● **INPUT MATERIAL**:
● ● ● ●

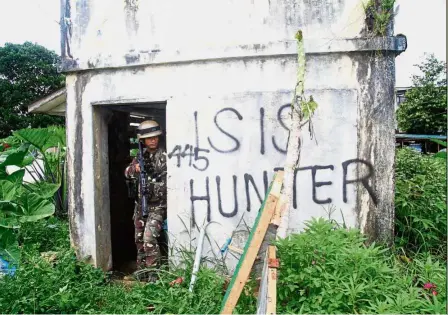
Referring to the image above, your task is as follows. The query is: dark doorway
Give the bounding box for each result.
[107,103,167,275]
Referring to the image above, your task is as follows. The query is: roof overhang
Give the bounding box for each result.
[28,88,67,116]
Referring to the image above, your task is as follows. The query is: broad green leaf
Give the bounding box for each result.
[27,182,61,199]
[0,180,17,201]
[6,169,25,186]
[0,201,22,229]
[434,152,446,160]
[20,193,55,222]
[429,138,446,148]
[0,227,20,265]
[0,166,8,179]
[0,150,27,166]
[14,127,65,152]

● ● ● ●

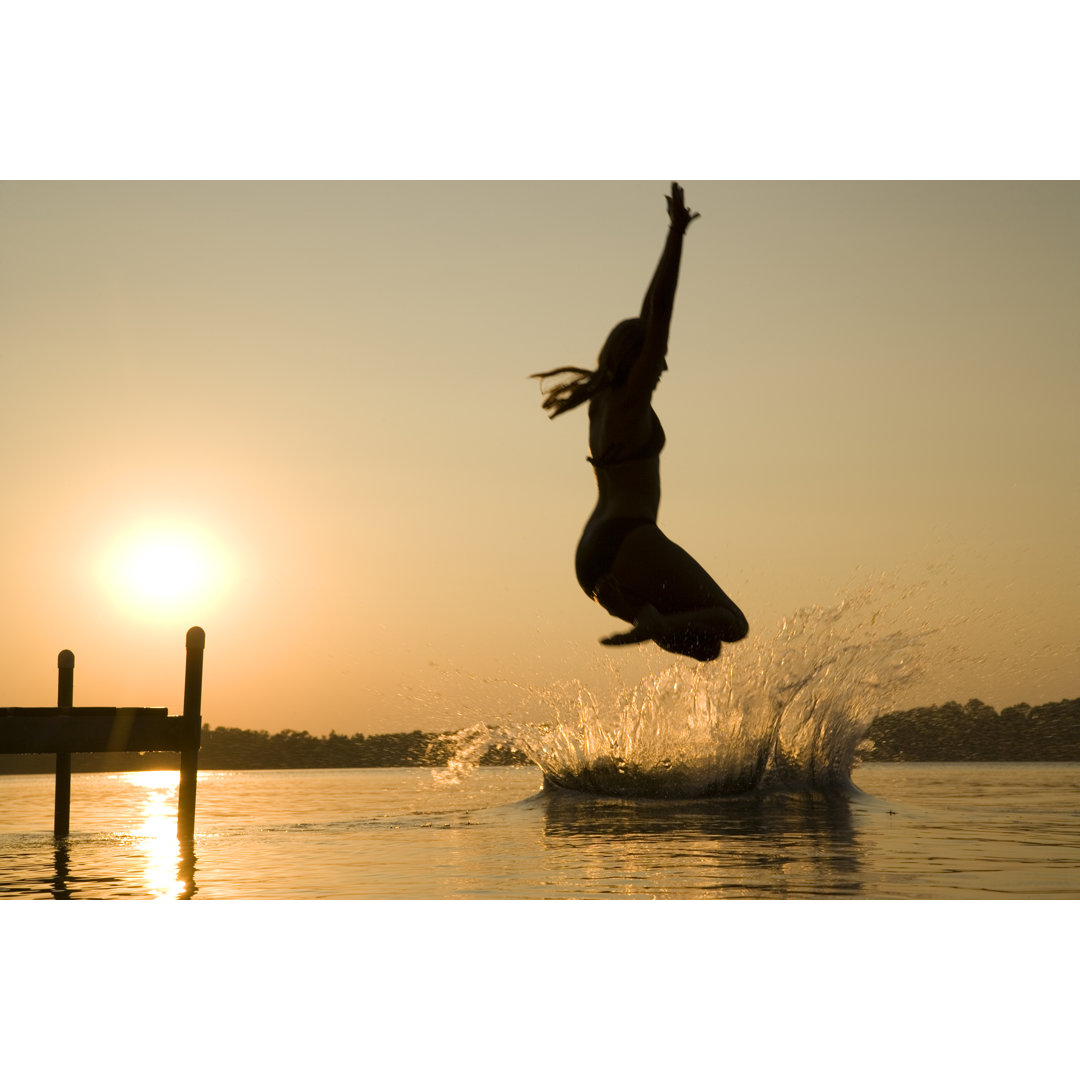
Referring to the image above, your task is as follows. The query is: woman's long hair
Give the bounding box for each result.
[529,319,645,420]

● ● ● ●

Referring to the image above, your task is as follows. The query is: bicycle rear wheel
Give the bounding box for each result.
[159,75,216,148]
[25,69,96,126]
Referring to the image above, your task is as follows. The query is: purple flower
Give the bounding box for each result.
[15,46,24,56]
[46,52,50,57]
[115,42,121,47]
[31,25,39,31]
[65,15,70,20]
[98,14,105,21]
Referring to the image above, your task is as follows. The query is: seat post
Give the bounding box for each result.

● ● ● ●

● **EXERCISE**: Rewrite the stretch of records above from the line containing "woman's long hair" through the line containing "[529,319,645,420]", changing "long" to "short" and leaving everything else as it is.

● **ANSWER FOR THE TASK**:
Referring to the image above, your task is as follows. The query is: woman's short hair
Give the bounding box for each result.
[529,319,645,420]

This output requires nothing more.